● Given exercise: Output the following data word for word, starting with the line containing "Pin every instance of the man in dark" and going on through the line containing "Pin every instance of the building", with both of those lines included.

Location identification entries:
## start
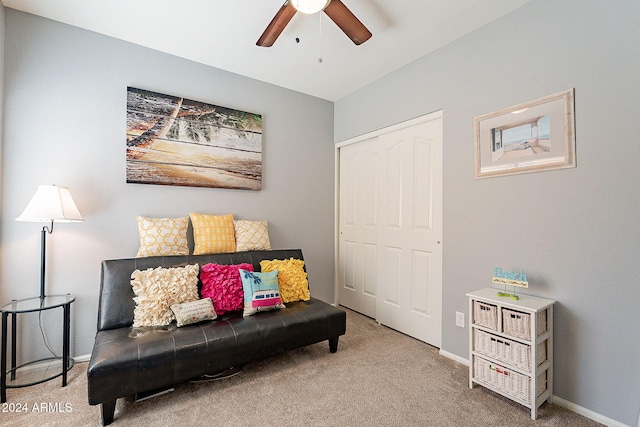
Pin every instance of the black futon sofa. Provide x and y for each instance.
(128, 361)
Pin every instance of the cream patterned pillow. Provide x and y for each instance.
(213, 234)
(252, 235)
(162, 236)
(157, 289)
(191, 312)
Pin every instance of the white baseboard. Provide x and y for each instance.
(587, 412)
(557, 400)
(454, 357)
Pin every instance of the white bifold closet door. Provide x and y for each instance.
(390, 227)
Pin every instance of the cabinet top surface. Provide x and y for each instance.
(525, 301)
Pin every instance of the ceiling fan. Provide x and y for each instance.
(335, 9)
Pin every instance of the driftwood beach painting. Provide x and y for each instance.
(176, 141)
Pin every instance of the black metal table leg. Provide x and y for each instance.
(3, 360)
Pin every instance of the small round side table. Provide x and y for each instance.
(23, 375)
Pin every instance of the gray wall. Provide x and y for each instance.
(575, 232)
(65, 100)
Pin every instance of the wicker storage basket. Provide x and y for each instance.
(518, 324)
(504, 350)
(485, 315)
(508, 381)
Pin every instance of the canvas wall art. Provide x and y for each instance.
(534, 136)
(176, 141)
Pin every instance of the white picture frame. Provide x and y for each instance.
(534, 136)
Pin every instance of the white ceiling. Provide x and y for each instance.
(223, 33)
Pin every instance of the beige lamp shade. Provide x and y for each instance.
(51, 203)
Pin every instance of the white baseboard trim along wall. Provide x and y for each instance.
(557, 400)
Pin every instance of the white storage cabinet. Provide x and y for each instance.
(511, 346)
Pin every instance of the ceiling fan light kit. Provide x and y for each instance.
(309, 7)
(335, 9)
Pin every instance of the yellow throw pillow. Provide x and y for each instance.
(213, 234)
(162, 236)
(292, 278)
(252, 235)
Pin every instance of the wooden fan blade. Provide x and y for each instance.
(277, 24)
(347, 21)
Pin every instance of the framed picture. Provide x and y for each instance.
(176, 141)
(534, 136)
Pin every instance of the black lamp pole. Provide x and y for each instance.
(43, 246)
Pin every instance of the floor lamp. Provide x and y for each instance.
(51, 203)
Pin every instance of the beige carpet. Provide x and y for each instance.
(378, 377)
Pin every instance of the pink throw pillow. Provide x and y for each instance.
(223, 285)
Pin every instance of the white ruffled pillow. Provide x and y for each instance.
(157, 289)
## end
## start
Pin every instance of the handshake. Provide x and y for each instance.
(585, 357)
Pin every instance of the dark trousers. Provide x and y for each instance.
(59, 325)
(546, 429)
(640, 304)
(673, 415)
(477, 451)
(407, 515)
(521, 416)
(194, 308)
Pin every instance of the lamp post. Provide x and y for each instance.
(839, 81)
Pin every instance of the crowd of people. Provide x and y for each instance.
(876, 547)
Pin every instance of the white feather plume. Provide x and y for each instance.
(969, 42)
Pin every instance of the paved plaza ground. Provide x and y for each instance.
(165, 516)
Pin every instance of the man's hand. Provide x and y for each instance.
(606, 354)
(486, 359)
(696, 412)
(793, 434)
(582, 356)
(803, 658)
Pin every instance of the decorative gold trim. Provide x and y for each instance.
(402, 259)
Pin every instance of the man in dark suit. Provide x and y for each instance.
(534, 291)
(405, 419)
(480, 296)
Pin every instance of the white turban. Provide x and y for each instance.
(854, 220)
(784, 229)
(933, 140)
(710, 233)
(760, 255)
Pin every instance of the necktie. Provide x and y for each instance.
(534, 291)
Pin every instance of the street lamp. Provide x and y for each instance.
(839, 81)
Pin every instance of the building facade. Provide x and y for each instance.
## end
## start
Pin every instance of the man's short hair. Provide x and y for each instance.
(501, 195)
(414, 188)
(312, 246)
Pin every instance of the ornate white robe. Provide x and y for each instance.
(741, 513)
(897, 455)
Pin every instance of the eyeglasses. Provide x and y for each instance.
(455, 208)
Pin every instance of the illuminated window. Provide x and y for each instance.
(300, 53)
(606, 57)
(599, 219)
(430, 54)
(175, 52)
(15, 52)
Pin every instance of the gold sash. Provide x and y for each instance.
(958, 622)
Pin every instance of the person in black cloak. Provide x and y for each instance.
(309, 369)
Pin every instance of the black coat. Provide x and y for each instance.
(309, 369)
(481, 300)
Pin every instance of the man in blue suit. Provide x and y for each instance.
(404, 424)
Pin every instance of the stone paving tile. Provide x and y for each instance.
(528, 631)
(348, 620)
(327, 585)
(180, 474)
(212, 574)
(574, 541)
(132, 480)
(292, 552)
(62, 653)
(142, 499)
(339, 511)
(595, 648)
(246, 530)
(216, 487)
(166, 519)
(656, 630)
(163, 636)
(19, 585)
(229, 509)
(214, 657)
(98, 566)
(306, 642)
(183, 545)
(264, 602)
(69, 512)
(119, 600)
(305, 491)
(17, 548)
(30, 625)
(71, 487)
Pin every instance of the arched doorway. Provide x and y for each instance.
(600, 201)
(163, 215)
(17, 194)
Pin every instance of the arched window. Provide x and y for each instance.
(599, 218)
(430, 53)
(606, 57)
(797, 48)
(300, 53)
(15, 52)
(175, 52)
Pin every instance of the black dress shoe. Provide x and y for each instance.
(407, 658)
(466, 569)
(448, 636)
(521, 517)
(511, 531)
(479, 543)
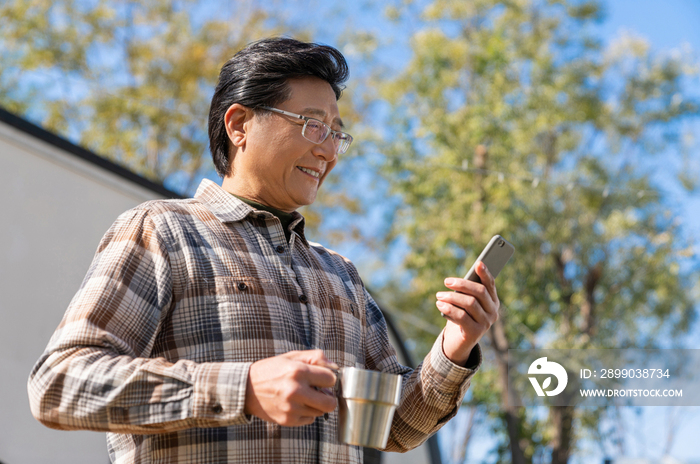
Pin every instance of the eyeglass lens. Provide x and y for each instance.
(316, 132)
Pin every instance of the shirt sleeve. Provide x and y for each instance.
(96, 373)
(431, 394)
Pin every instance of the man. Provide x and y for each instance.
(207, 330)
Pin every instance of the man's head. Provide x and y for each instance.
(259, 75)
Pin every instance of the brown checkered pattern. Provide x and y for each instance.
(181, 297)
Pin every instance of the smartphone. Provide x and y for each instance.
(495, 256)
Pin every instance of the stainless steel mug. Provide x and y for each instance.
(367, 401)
## end
● Output below:
Pin every instance of the man in dark suit. Provide x and y for each instance.
(534, 291)
(405, 419)
(480, 296)
Pin every instance of the white turban. Provide x and y for each instance.
(854, 220)
(784, 229)
(933, 140)
(710, 233)
(760, 255)
Pin every instance of the necktie. Provide x and y for each instance.
(534, 291)
Pin every instance of the street lamp. Provide x and y for each instance.
(839, 81)
Pin every instance of the building facade. Provide x and y for each instance.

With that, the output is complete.